Today, if you have a question you simply google it. Where did Humphrey Bogart and Lauren Bacall get married? (Lucas, Ohio). What was the first interstate school district in America? (Norwich, Vermont and Hanover, New Hampshire). What is the air-speed velocity of an unladen swallow? (African or European?) Curiosity, and the ability to satisfy it, is the driving force behind Google’s success.

Curious Mind

I recently read Brian Grazer’s book, A Curious Mind. He positions himself as a modern-day Curious George (my words, not his). The Graze (my word, not his) credits his curiosity, not his creativity, as the driving force behind his Hollywood success. His curiosity lead him to interesting stories that turned into blockbuster movies like A Beautiful Mind, Backdraft, 8 Mile and The Da Vinci Code.

Curiosity also led him to push the limits of what hair gel can do. He talks about that in the book too. But you can just look at the picture below to find the answer.410161296_hr

However, one of the most interesting elements of the book was Grazer’s, statement about where Google’s supreme powers stop. He writes:

There are two things you cannot google.

  1. Answers to questions that have not been asked.
  2. New ideas.

Unasked Questions

If you are the first person to ask a question, the best search engine to find the answer is you. Don’t stop because the answer doesn’t exist. These are the most important questions to answer. And once you do, you get to pitch the answer into the haymow of knowledge to benefit the rest of humankind.

New Ideas 

You can’t google a new idea. You have to invent it. You have to do the work, the thinking, the ideation yourself. Only the human brain can come up with valuable new ideas. There will always be a great need and great value for those who can create a new idea, not simply blow the dust off of an old one.

■ ■ ■ ■ ■

Continue the piece about curiosity and the things you can't google, starting right after its last sentence.

MATERIAL PROVIDED:
■ ■ ■ ■ ■

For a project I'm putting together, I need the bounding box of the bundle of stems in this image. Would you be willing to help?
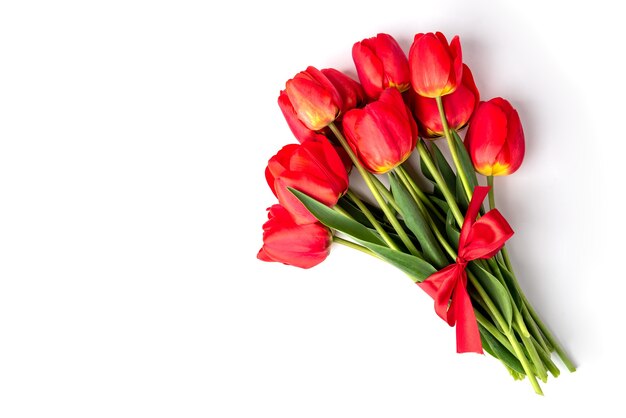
[292,98,576,394]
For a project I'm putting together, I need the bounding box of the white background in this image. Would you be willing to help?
[0,0,626,418]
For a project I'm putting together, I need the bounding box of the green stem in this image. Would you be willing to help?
[372,175,400,212]
[328,122,419,256]
[417,140,463,228]
[487,176,496,209]
[347,189,400,251]
[487,183,576,372]
[435,96,472,201]
[467,272,543,395]
[333,236,380,258]
[333,205,354,219]
[395,165,446,223]
[395,167,456,260]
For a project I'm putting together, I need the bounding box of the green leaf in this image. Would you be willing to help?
[468,262,513,329]
[451,129,478,190]
[289,188,384,245]
[446,210,461,248]
[289,188,437,282]
[478,324,526,375]
[432,144,456,194]
[356,239,437,282]
[493,257,523,306]
[389,173,448,268]
[428,196,450,213]
[454,176,473,213]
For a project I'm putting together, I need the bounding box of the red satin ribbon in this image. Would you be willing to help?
[418,186,513,354]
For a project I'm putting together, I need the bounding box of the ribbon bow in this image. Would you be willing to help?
[418,186,513,354]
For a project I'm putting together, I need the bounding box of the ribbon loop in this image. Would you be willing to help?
[418,186,513,354]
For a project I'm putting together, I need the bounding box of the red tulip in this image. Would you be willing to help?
[343,88,417,174]
[285,67,343,131]
[409,32,463,98]
[352,33,411,100]
[412,64,480,138]
[278,90,318,142]
[465,97,525,176]
[265,135,349,225]
[322,68,365,113]
[257,205,332,269]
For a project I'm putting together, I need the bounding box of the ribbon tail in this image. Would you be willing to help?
[417,264,461,326]
[452,279,483,354]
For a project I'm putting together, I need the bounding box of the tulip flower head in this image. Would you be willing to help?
[278,90,318,142]
[465,97,525,176]
[409,32,463,98]
[285,67,343,131]
[322,68,365,113]
[412,64,480,138]
[352,33,411,100]
[343,88,417,174]
[257,205,332,269]
[265,135,349,225]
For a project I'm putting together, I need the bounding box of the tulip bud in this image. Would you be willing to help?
[265,135,349,225]
[322,68,365,114]
[343,88,417,174]
[278,90,318,142]
[257,205,332,269]
[465,97,525,176]
[412,64,480,138]
[352,33,411,100]
[285,67,343,131]
[409,32,463,98]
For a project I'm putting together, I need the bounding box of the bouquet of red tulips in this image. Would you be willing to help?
[258,33,575,394]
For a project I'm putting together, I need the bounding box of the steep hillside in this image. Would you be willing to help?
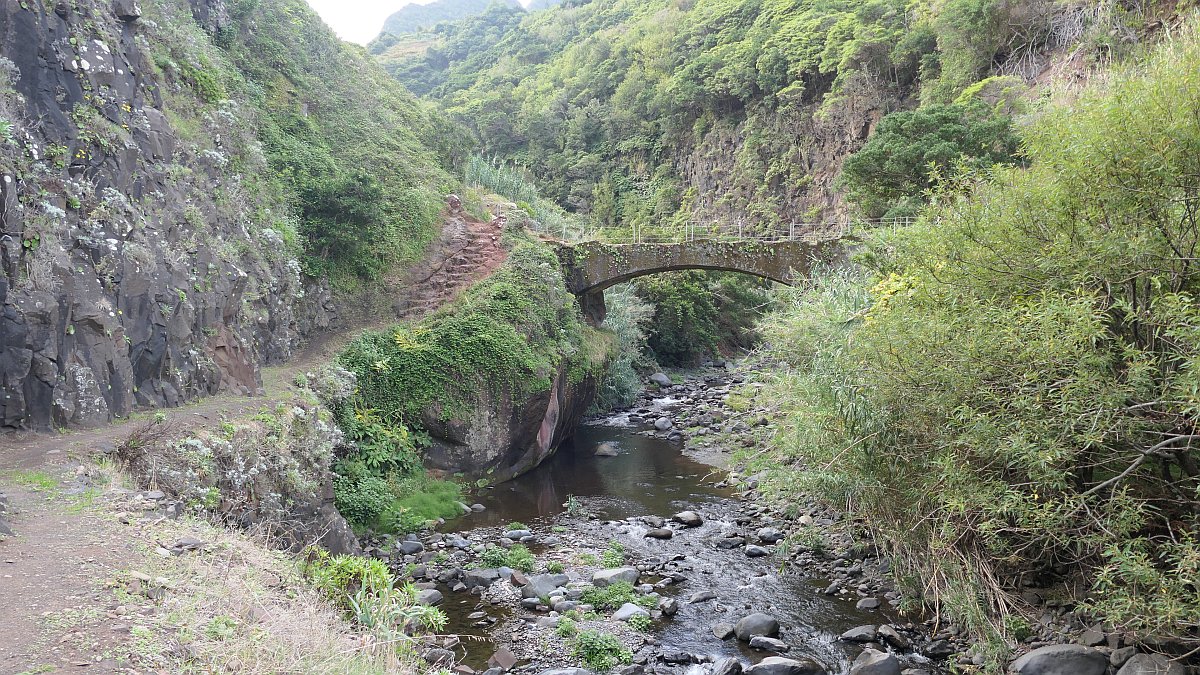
[367,2,526,90]
[383,0,521,35]
[390,0,1156,236]
[0,0,452,428]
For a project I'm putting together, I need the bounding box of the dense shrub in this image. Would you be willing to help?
[338,241,605,425]
[764,27,1200,656]
[594,283,654,411]
[634,270,768,365]
[841,101,1018,219]
[571,631,634,673]
[334,476,394,528]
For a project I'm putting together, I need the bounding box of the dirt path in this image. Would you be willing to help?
[0,209,506,674]
[0,472,138,673]
[0,210,506,472]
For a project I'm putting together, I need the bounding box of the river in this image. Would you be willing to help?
[432,417,894,673]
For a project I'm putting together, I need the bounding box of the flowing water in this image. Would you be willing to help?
[443,418,894,673]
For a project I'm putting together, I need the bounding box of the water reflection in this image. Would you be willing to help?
[449,425,730,530]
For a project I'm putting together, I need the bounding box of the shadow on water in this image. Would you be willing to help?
[450,425,732,531]
[446,417,884,673]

■ ■ ■ ■ ■

OUTPUT FOR THIS EXERCISE:
More importantly, there are new ideas that can only be created in your mind. Yes you. The person reading this. Just like no two snowflakes are alike, no two minds are alike either. Your mind is formed by your unique combination of thoughts, perspectives, experiences, readings, learnings, language, friends, physiology and chemistry. Which means that despite the fact that there are 8 billion people on this planet, there are ideas that could only possibly come from you.

As the Founder of the advertising and idea agency, The Weaponry, I am constantly wowed by the power of the human mind. The power of the new idea. The power to create new things, new thoughts, new connections. There is so much still to come.

It is up to us to create new innovations, new stories, new humor, new lessons, new solutions to old and new problems alike. Stay curious and you will discover the new ideas yourself. Those ideas, your ideas, have the power to change the world. Which means the world may soon be googling you.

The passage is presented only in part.